===== GIVEN DATA

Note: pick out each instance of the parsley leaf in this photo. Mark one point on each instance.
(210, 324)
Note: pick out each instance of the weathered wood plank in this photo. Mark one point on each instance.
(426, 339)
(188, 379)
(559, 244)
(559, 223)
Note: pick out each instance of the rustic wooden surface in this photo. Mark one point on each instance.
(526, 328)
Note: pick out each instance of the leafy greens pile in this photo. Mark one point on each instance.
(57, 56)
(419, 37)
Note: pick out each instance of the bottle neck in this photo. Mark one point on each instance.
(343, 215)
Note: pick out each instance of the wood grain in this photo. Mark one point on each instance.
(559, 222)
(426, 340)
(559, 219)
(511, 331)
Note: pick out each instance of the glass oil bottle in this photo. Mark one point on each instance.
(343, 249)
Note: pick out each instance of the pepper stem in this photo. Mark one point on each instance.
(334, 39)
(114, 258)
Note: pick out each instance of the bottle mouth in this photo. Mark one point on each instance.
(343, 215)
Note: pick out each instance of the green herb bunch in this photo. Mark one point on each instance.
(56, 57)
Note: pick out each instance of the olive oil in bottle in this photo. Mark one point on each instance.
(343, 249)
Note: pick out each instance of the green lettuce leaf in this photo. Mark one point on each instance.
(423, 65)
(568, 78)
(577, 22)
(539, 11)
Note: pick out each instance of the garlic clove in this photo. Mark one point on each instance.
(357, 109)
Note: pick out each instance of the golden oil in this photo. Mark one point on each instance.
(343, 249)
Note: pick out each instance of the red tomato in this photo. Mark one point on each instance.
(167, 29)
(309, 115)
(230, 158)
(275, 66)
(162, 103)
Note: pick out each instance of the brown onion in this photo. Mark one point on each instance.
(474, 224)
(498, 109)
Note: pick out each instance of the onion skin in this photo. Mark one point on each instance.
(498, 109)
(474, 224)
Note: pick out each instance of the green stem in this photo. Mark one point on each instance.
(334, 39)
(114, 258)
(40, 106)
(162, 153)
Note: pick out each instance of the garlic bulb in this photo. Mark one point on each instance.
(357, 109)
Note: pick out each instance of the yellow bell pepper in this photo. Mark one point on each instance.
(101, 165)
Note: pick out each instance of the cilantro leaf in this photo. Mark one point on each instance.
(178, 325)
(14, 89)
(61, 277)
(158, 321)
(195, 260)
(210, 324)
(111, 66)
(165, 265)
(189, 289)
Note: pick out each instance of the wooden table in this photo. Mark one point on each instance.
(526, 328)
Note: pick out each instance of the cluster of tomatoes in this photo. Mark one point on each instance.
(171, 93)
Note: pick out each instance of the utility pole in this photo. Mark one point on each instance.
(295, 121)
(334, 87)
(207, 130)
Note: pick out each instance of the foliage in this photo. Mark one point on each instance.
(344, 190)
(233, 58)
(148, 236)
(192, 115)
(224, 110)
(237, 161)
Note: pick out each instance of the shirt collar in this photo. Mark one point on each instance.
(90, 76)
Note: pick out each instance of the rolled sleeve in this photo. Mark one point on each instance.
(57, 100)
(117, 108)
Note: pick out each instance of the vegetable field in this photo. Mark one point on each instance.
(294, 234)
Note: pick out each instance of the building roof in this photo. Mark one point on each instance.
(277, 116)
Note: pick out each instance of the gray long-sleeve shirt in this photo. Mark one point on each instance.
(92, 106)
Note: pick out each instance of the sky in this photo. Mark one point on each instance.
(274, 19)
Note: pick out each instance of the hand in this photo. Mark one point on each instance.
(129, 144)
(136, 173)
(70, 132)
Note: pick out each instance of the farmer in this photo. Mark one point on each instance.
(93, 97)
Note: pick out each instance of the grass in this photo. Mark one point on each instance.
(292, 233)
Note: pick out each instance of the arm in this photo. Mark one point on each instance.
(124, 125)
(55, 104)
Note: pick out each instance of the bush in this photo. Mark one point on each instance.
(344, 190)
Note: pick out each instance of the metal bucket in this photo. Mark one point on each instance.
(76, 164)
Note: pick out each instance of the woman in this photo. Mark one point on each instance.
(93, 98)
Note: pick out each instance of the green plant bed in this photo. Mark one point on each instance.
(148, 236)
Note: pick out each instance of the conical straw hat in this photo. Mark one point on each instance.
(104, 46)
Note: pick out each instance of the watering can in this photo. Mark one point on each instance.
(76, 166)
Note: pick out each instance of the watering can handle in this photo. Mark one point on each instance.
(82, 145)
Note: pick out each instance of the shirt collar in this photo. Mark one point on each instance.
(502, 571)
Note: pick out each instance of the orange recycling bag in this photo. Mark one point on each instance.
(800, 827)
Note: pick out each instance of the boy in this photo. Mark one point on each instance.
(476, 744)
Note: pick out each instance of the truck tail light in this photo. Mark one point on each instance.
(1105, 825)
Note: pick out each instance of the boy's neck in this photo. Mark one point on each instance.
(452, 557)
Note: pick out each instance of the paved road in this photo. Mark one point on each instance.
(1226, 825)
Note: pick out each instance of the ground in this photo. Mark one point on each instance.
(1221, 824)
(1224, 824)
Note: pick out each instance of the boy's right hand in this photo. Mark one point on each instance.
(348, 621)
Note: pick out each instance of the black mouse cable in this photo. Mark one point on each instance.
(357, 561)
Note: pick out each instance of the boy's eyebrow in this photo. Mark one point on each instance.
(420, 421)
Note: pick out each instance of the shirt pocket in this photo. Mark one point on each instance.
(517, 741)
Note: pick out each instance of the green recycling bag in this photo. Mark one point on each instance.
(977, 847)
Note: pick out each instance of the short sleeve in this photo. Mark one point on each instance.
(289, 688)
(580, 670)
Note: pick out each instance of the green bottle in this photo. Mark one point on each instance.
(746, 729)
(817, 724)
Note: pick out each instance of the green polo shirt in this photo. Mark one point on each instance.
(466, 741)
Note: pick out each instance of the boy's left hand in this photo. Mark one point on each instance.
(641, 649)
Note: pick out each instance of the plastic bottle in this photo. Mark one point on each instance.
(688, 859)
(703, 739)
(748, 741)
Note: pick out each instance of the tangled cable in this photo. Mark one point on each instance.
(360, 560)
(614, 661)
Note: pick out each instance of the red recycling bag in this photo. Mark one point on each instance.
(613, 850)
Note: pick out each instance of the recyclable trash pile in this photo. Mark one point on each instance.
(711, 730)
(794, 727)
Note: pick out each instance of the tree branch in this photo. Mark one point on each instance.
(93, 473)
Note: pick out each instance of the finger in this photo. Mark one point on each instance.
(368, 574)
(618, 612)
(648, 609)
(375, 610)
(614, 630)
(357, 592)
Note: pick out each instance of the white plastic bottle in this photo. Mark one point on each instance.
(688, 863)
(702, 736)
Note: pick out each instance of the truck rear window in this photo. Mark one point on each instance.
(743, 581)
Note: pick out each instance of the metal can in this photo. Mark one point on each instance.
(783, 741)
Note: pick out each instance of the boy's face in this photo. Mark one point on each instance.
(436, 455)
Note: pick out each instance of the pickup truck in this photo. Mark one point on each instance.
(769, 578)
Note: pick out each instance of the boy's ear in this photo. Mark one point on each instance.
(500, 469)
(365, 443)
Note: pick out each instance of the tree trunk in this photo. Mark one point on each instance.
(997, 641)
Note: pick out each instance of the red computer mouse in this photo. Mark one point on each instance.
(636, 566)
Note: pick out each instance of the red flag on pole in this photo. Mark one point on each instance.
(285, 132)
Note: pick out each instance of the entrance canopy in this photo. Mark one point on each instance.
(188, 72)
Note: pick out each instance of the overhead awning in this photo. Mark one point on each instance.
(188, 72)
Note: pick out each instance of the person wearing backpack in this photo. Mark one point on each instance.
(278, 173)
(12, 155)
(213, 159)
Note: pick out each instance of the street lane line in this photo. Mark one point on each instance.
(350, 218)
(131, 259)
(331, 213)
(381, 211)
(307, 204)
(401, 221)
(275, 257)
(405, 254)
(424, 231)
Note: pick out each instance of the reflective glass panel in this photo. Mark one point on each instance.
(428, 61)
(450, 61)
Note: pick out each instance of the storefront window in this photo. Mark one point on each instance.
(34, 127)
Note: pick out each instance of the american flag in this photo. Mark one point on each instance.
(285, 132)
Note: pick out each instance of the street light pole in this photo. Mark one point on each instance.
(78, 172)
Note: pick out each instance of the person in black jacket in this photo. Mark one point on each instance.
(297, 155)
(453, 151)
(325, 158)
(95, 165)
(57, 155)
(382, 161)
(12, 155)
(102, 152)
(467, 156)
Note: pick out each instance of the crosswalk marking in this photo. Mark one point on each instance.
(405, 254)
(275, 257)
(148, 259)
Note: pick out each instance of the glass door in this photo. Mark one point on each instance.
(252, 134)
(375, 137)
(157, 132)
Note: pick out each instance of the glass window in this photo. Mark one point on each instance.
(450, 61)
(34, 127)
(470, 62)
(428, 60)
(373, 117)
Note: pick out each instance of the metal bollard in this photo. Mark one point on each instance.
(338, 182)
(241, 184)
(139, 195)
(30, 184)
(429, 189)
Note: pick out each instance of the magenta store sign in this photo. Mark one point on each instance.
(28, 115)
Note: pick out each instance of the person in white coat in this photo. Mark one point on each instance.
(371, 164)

==========

EXERCISE OBJECTIVE:
Convert the lines of the data that start at the line containing "Note: pick out each instance of the crosswalk" and continue through the last line of the data into a JSON list of strings, with one string for each line and blank lines omitted.

ANSWER TO THE PROBLEM:
[
  "Note: pick out each instance of the crosswalk marking in this photo. Mark one point on each instance.",
  "(405, 254)",
  "(275, 257)",
  "(148, 259)",
  "Note: pick out each instance of the glass door in this photo. Mark one point on each instance.",
  "(252, 134)",
  "(375, 137)",
  "(157, 132)",
  "Note: pick out each instance of the glass window in this photo. Mark one point on each instance.",
  "(450, 61)",
  "(34, 127)",
  "(470, 62)",
  "(428, 60)",
  "(373, 117)",
  "Note: pick out each instance of the metal bollard in this photo. Mark one point on each instance.",
  "(338, 182)",
  "(241, 184)",
  "(139, 195)",
  "(30, 184)",
  "(429, 189)",
  "Note: pick out each instance of the magenta store sign in this photo. Mark one point on each instance.",
  "(28, 115)",
  "Note: pick out each instance of the person in white coat in this photo. Mark one point on each instance.",
  "(371, 164)"
]